Location identification items:

* * * *

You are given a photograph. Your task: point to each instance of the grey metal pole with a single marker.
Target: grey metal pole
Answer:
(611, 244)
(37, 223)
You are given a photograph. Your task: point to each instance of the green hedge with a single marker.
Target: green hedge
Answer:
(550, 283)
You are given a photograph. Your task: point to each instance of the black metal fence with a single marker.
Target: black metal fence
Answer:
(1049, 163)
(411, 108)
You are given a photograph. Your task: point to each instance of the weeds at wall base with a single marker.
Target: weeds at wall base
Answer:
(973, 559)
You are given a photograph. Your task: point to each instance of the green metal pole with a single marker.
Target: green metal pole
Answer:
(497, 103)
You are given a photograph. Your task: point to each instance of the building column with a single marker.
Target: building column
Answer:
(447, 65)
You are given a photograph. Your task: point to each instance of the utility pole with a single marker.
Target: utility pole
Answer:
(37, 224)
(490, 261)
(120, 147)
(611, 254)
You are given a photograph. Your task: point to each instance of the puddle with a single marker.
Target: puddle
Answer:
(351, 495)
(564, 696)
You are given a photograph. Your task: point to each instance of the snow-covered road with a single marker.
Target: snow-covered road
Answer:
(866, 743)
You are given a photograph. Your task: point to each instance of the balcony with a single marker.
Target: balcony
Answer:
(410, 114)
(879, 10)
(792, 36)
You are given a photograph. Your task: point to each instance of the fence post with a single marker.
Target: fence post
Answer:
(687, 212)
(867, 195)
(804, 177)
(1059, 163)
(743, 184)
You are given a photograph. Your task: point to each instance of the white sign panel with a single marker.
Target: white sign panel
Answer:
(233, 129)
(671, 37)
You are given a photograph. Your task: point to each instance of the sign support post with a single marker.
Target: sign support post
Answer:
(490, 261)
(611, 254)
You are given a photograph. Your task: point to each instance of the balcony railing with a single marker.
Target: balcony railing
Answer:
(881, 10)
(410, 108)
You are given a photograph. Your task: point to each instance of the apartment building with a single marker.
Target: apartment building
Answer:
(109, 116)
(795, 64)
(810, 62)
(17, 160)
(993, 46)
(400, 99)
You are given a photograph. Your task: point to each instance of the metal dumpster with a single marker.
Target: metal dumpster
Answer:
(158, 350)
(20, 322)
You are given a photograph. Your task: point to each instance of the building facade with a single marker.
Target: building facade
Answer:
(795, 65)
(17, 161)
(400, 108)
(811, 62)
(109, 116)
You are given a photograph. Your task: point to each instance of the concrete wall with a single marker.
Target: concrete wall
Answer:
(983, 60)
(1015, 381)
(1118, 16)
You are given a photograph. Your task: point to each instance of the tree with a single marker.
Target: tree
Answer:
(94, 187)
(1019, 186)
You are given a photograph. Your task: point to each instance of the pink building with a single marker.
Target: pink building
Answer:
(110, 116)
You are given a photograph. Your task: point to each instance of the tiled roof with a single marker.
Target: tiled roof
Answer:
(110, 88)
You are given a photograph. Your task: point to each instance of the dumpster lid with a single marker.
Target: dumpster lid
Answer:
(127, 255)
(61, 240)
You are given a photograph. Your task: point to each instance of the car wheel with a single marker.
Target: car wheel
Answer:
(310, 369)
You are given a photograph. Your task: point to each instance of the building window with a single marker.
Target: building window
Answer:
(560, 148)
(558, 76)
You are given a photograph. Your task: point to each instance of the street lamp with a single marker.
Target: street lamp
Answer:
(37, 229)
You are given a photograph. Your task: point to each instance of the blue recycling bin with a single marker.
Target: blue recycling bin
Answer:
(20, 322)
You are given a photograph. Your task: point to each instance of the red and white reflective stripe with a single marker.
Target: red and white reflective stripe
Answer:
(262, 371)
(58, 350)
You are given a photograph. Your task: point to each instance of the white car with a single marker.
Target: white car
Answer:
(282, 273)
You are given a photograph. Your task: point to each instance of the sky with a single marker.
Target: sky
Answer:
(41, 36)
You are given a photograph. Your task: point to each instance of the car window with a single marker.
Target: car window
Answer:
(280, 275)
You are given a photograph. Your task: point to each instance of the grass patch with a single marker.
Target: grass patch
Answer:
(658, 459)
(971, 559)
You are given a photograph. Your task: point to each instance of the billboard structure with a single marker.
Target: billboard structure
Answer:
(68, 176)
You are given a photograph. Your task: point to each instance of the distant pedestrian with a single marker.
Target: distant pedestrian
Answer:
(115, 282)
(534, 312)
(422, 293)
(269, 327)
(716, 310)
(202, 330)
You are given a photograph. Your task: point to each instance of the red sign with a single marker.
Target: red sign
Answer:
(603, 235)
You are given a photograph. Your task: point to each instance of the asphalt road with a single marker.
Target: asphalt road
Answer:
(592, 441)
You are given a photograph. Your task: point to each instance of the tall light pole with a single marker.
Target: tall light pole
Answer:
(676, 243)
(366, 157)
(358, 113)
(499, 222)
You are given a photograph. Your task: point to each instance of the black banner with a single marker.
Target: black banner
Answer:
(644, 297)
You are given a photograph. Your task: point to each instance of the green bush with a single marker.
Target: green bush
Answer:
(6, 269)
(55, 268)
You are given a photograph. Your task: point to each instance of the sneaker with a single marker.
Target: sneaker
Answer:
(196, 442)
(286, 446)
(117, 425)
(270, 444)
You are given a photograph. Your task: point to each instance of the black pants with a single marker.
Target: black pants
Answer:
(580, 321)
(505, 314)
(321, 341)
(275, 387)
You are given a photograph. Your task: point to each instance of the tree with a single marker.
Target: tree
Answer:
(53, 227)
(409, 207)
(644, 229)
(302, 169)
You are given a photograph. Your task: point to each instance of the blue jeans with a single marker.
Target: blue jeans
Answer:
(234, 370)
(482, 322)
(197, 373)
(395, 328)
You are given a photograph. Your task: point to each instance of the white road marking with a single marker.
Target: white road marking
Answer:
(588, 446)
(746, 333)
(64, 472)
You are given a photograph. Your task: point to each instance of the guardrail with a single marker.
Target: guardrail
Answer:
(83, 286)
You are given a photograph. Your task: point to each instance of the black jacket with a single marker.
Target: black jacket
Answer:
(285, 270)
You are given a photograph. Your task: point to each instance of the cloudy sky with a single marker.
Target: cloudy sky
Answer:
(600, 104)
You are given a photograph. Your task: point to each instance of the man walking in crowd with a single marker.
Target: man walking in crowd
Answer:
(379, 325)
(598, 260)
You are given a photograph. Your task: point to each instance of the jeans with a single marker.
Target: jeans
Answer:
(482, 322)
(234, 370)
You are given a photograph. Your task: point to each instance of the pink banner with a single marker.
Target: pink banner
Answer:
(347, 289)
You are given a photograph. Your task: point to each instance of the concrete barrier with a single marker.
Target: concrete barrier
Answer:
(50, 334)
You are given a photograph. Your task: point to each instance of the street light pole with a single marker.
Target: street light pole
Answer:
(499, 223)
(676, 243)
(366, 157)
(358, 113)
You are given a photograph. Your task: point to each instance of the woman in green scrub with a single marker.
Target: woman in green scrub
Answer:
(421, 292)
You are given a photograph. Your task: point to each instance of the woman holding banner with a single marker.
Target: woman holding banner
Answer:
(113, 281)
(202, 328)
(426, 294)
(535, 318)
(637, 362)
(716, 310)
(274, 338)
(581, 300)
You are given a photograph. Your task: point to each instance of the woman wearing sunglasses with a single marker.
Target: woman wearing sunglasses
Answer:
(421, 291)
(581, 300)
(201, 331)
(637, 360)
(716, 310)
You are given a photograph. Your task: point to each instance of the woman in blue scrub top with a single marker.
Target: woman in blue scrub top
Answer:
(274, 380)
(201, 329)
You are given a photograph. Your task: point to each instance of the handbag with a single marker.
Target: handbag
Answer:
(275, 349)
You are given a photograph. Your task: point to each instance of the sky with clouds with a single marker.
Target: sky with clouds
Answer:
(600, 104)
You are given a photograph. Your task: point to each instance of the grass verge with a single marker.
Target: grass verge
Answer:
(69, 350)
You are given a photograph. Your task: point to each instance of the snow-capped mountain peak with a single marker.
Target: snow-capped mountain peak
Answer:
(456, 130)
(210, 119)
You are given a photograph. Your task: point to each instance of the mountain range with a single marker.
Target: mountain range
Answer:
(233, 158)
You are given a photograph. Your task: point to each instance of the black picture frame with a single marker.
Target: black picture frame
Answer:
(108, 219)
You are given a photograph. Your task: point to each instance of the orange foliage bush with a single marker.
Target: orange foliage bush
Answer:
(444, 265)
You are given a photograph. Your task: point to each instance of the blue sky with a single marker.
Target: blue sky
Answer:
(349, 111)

* * * *

Everything from the line containing "scrub with a single marker." through the final line of the listing, inclusive, must be reproduced exactly; leave out the rest.

Final result:
You are given a photograph. Your task: point to each instance of the woman in green scrub with a single marker.
Target: woman in green scrub
Answer:
(421, 292)
You are given a photograph. Your task: point to each instance of the woman holding banner with a single marker.
Target: woman holding banner
Answer:
(113, 281)
(202, 328)
(426, 294)
(535, 318)
(637, 362)
(716, 310)
(274, 338)
(581, 300)
You are given a photograph. Your task: point to each instance of the woman wearing sunglasses with a single marker.
Target: woman wearing sunglasses
Answer:
(421, 291)
(581, 300)
(201, 331)
(637, 360)
(716, 310)
You are given a photograph. Your task: point to each instance of the woman in blue scrub top with a single marker.
Target: woman in blue scrub top
Answer:
(274, 380)
(201, 329)
You are given a photograph. Your task: point to each instance of the handbag with a single marker.
Target: handbag
Answer:
(275, 349)
You are given a photograph. Your task: point to each instance of the sky with clouds with a single marker.
Target: sky with clouds
Answer:
(600, 104)
You are given a photograph. Your task: point to each instance of the grass verge with a single marker.
Target: grass verge
Answer:
(69, 350)
You are given a photograph. Your task: point to each instance of the snow-capped mountain peak with a single marker.
Target: snow-capped mountain peak
Answer:
(456, 130)
(210, 119)
You are given a photograph. Your task: point to each instance of the mountain range with a single marker.
Target: mountain range
Answer:
(233, 158)
You are given a photograph. Your task: point to each instance of the black picture frame with a single marker.
Target: black picture frame
Answer:
(108, 219)
You are given a photograph. Your task: point to each instance of the orange foliage bush with a single marker.
Target: orange foliage bush
Answer:
(444, 265)
You are given a photograph. Your task: point to each instance of the blue sky with a single marker.
Target: blue sky
Answer:
(349, 111)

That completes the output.